_OBJECTIVE_. Show every line in the entries below that contains the string "target", treating uppercase and lowercase letters as different.

_PROVIDED ENTRIES_.
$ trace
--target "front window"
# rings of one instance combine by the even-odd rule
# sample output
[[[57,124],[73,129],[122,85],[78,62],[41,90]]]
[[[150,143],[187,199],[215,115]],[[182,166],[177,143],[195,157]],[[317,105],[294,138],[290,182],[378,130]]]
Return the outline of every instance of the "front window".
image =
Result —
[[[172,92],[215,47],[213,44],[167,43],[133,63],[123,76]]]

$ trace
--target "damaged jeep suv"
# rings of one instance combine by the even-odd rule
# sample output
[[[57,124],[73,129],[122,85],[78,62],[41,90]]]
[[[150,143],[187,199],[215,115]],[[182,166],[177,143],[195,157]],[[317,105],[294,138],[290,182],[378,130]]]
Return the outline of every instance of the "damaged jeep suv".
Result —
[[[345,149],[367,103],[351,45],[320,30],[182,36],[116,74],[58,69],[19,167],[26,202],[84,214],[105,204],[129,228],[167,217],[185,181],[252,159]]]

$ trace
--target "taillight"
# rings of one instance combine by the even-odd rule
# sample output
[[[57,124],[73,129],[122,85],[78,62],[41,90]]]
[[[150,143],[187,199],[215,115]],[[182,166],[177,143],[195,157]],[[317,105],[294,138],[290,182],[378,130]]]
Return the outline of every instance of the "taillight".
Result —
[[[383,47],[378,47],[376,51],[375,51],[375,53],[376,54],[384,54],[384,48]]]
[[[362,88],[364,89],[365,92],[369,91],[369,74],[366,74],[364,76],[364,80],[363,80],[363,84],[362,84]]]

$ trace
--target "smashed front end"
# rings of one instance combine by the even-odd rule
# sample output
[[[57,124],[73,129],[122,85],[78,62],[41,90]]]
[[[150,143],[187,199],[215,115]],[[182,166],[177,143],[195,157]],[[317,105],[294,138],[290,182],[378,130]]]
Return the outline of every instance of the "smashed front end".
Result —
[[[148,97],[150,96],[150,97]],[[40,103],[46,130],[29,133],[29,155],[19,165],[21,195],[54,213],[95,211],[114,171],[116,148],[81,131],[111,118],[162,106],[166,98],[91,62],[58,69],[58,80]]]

_ANSWER FOR THE TASK_.
--target "front window"
--target "damaged jeep suv"
--target "taillight"
--target "smashed front end"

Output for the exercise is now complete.